■ **Instructions to follow**: Exactly as written, return the entries below, minus any pictures.

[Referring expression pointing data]
☆ ☆ ☆

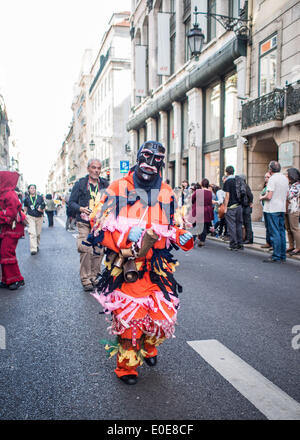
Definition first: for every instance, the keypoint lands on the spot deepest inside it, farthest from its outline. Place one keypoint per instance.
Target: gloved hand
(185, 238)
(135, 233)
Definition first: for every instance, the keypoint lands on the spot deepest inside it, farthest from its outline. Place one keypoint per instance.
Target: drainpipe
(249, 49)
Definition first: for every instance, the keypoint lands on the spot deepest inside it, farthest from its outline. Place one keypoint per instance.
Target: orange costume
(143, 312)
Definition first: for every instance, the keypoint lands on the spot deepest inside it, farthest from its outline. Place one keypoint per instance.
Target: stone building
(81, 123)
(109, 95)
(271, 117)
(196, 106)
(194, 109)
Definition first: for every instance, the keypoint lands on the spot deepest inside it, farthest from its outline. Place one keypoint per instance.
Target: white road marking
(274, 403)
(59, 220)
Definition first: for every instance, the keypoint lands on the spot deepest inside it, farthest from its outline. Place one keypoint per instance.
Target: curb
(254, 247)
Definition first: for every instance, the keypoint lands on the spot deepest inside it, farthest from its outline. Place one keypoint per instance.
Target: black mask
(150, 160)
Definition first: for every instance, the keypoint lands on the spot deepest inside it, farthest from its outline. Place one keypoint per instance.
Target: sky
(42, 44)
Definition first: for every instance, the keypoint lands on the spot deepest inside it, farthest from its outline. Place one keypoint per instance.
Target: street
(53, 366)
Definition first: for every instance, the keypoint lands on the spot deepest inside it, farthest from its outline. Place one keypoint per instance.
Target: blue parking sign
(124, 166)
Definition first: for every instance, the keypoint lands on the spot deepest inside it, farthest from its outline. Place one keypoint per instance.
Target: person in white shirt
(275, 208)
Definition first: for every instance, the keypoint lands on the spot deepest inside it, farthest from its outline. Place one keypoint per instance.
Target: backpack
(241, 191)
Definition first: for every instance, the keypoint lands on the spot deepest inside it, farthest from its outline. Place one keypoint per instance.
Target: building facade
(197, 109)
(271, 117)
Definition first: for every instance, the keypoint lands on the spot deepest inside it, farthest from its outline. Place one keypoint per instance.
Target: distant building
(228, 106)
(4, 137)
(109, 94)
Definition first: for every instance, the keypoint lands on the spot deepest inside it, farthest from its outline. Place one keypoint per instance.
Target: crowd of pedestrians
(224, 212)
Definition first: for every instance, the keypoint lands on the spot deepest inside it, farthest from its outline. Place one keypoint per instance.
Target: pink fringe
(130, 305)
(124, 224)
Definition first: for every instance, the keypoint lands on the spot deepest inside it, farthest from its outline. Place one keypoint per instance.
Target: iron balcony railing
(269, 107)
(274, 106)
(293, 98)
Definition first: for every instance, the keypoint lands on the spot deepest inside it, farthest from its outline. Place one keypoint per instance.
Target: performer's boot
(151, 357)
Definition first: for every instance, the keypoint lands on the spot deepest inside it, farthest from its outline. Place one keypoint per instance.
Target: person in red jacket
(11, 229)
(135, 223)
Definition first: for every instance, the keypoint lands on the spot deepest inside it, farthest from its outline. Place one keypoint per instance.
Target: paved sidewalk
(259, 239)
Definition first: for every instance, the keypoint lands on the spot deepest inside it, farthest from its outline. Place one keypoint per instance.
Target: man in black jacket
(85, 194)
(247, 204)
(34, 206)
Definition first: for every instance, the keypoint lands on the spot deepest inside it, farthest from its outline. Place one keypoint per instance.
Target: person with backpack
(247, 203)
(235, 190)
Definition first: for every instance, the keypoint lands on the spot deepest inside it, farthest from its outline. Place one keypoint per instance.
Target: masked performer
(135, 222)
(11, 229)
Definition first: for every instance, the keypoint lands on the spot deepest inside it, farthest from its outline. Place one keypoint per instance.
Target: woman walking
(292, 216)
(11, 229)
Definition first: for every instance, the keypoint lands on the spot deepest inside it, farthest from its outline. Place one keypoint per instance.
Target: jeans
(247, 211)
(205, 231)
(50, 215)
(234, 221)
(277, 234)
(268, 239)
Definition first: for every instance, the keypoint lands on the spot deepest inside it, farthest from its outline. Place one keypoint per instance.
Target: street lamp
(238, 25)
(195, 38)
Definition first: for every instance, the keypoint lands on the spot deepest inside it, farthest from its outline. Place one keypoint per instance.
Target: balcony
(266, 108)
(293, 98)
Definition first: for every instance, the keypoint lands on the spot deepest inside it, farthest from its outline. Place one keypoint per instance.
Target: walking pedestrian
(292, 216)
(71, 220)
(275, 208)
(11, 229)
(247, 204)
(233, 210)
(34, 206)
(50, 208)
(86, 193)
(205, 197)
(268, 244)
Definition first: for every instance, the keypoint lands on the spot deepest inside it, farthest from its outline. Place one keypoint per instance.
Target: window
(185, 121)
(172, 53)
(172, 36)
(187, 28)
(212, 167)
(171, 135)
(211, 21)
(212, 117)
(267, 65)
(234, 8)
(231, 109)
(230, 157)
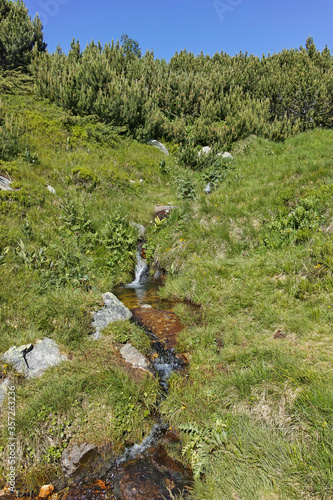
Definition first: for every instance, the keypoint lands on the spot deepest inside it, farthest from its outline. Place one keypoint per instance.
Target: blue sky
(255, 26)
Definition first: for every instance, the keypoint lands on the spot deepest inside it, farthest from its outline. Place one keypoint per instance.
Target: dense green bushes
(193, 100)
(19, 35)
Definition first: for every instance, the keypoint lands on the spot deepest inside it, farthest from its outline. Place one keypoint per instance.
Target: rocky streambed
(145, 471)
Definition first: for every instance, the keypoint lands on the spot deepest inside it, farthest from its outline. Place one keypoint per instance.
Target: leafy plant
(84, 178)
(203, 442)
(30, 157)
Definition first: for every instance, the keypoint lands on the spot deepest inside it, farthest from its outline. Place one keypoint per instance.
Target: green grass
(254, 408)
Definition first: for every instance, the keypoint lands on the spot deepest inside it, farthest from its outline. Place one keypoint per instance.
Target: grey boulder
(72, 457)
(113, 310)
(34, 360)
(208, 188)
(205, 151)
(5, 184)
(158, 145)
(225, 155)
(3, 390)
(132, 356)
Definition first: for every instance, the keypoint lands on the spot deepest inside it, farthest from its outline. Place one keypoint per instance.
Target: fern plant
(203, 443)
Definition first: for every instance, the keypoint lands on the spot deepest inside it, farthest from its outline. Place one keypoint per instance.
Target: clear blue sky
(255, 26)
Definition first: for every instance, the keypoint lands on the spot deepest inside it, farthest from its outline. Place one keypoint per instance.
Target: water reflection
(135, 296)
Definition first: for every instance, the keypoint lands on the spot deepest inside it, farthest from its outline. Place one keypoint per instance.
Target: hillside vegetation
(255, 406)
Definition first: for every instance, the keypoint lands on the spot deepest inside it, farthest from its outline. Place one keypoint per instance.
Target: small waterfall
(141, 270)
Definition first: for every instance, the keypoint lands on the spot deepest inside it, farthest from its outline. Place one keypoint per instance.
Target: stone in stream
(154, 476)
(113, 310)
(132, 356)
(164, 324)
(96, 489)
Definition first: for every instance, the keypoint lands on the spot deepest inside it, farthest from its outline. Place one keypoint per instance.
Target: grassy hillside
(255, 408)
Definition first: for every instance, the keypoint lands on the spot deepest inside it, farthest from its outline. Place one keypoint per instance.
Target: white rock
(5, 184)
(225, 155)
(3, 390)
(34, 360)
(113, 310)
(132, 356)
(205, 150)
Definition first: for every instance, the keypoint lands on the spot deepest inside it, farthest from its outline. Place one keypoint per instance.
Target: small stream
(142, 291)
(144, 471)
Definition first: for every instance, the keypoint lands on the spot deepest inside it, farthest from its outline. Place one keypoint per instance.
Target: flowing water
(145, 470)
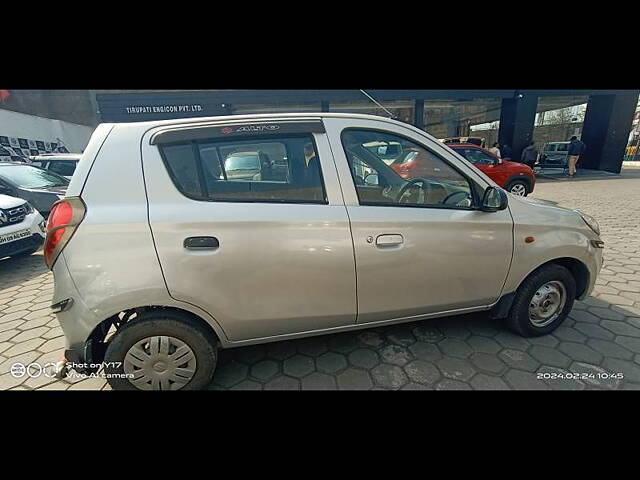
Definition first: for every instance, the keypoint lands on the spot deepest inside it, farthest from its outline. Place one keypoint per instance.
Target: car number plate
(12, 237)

☆ ☆ ☆

■ **Solved exercise**:
Definition first: for every instance, the keypoint lands on the spot deepest inside it, farthest from its outline. Place one keypoint per instance.
Target: gloved hand
(185, 238)
(135, 233)
Definition first: for every instance, the keypoint lands on the spot deepest inside it, farthest from its outline. Place one keypoint per instance.
Target: drainpipe
(249, 49)
Definition first: for every instance, the keypoint lands on the spot deepest inside it, farthest from its outline. Place one keypoint per instance.
Target: orange costume
(143, 312)
Definition first: for every instance, the keypoint lands on the spot deepest inside it, farthest from its outline. Place one keypoint per instance.
Target: stone building
(81, 123)
(109, 95)
(271, 117)
(196, 106)
(194, 109)
Definition first: for every instance, the keypoint lands on the spot deepest inside it, farthest from its outline. Place one keypoint per instance.
Target: white road marking
(274, 403)
(59, 220)
Definition first: for every instance, the keypoint lands on the spot deepest inside it, farthest from its outline. Place one keypoint per instance.
Target: curb
(254, 247)
Definition first: for every instance, the keypoint lands on the spot deepest inside it, farthest from its outline. Place one keypoint per instance.
Target: black mask
(150, 160)
Definition first: for every instance, the keypoint lands on the spot deepest inside it, farthest from its outline. Place one keypoint per instance.
Target: sky
(42, 44)
Definition first: for every instance, the keypoint lands on the spot deepest inside it, farthest from its outline. Place one keypoint per instance.
Target: street
(53, 366)
Definition first: for every instance, the keypoint lands on the spot deepest inside it, farthest from its outline. Place one keypoint per instance.
Target: blue parking sign
(124, 166)
Definition first: for every instance, the keypoint lands on the spot deepest inside it, farthest from its outline. Place one keypoint per instance.
Target: person in white shirt
(275, 208)
Definition first: for every instance, the keypoint lands on the spot deepest inside it, farthest from its outline. Place one keypoint per instance.
Target: backpack
(241, 191)
Definition first: for every instance, the keypoint lands on the spot deepest inside it, farthest from its outline. Place one keypoint per instance.
Target: building facade
(197, 109)
(271, 117)
Definition first: for every instance, the keypoint lands on the spot deepest inside it, farthest from its outline. Place one keypoint per instance.
Target: distant building
(228, 106)
(4, 137)
(109, 94)
Definition first: for every instance, the keypoint lands on the spot deepest inside it, farthest from its outline. Place one keypoint per instance.
Target: crowd of pedestrians
(224, 212)
Definition first: for every instance, the keypoint lands on the spot deepest inside it, farthest from its outline. Place one keypoint per instance.
Target: pink fringe
(130, 305)
(124, 224)
Definition first: for every instance, the keypoint lands on the spot deepest inside it, farthest from its outline. Place one keypoint per instance.
Target: iron balcony railing
(269, 107)
(274, 106)
(293, 98)
Definition first: for every instance, the keypoint lands on the spot deepest inside it, farthest from its outline. Place one keypoint per instance.
Target: performer's boot
(151, 357)
Definition first: for every instance, the keypoint lands on the spot deepest inside it, farthest from its outline. Place one keypoint per instance.
Target: person in red jacket
(11, 229)
(135, 223)
Definition first: for every instance, the keypoint lands on the spot deepest inside it, farthest from its outline. Place one keypoint per instance.
Target: paved sidewalk
(259, 239)
Definition first: for every instance, the keypoint lands on the spot deepest inside it, farthest from its outline. Place one keypoint per instance.
Target: man in black jacket
(85, 194)
(247, 204)
(34, 206)
Definition first: for every instance, the keypoint lands on the spot deepest inside it, farthest from its outline. Place one keypoint per instance.
Target: person with backpack
(247, 203)
(235, 190)
Definition first: for every instance, the keypoint lands on the spot deepest inside it, farthest from its outline. Place one keypoint per instance.
Target: masked performer
(135, 222)
(11, 229)
Definition first: for every instance, the keypoint lands on the spot deepest inside it, farthest from its outline. Place one keypoint per instance.
Target: woman walking
(292, 216)
(11, 229)
Definition first: for every instance, the keypoint lands on the spot deepest inside it, farthest from its outline. Place one keypoint per instance.
Target: jeans
(247, 211)
(205, 231)
(50, 215)
(234, 221)
(277, 234)
(268, 239)
Definition first: for every instance, the keypoint lands on the spot deepest inside it, farthest from its outline. Place one keypoint per instance.
Target: street lamp
(238, 25)
(195, 38)
Definition first: for every instance, the keypoint lands on the spot deepest inside it, farthest from its outline. Place one keypoint per instance.
Target: balcony
(266, 108)
(293, 98)
Definition first: for every instance, the keypoint lands on the spot deepest inside it, farthest from its outline. Place one keypoint per instance.
Target: walking pedestrian
(292, 216)
(71, 220)
(275, 208)
(11, 229)
(247, 204)
(233, 210)
(34, 206)
(50, 208)
(86, 193)
(205, 197)
(268, 244)
Definition first: for every instance, the keypoint lands on the spot deepest inside it, farthest from its outline. Place one keypoint per instance.
Target: window
(185, 121)
(172, 53)
(172, 36)
(187, 28)
(212, 167)
(171, 135)
(211, 21)
(212, 117)
(267, 65)
(234, 8)
(231, 109)
(230, 157)
Definition first: for every instance, the keypoint lands on the spot deepest inside it, farthest from its outline. Place one keypoint per instance.
Target: blue sky
(255, 26)
Definition first: for every instance, the keypoint lands on the spot deepest inside it, farthest from its outline. Place one keypoint per instance.
Target: dense green bushes
(193, 100)
(19, 35)
Definition first: for every instance, the keypoint lands on the spot deepest inside it, farthest from its outline. Place one keypoint per instance.
Target: rocky streambed
(145, 471)
Definition first: for every instance, the keypoint lands on the spot deepest inside it, farthest from its outline. Place one keypoint per instance.
Target: leafy plant
(84, 178)
(203, 442)
(30, 157)
Definition first: for every instance, the keypoint lands on the spot deepest inside it, farthest from its outline. Place one keypoint per instance.
Target: green grass
(254, 408)
Definition first: for every instance, the keypoint lands on the spot deepest inside it, farthest from its outline. Place one keypoint per instance.
Target: grey boulder
(72, 457)
(113, 310)
(34, 360)
(208, 188)
(205, 151)
(5, 184)
(158, 145)
(225, 155)
(3, 390)
(132, 356)
Definition first: for every instance, the keypoint lands on the spot deepest inside it, farthest from its outline. Place one keypoint per instance.
Target: fern plant
(203, 443)
Definition first: for every instance, the keypoint lands on the spot deepest inside it, farthest from its outline. Place one keypoint per instance.
Target: clear blue sky
(255, 26)
Definition first: for every instance, the keypoint lands on the spot deepest inside it, farthest from its outline. Place one keypoint per instance.
Target: water reflection
(135, 296)
Definition first: for every instance, the keypoint lands on the spot deepest inside it, farthest from its outline. Place one keypoint per instance.
Target: hillside vegetation
(255, 406)
Definition first: for every instance, the keypoint lands on the spot deepest inside it, farthest from its outline. Place one keypoint per instance.
Target: small waterfall
(141, 270)
Definition first: for every instance, the keypoint lands on the spot deepest inside it, farthest from its outline. Place one keypoint per instance.
Target: stone in stream
(154, 476)
(113, 310)
(132, 356)
(164, 324)
(96, 489)
Definition first: for every instance, the keypoint lands on the spot deepest inside it, farthest from its outline. Place one keypoint per instance.
Target: grassy hillside
(255, 408)
Definition first: for every instance, the keypoint lands on the spot deepest inside it, farthest from its outline. Place one keypoint per instance.
Target: white rock
(5, 184)
(225, 155)
(3, 390)
(34, 360)
(113, 310)
(132, 356)
(205, 150)
Definition first: for every instance, the keypoint lands on the spot deepest inside it, farthest from its outline. Place one keypoint per instance.
Target: small stream
(142, 291)
(144, 471)
Definition first: for every instance, the keypoint lands on the spot deepest inside it, farthest from its outline. Place one keypoint per instance.
Target: flowing water
(145, 470)
Definition first: for every instance, the keypoint lands on the spot deepest inside it, farthest from its outline. Place one keypoint per instance.
Target: car number plate
(12, 237)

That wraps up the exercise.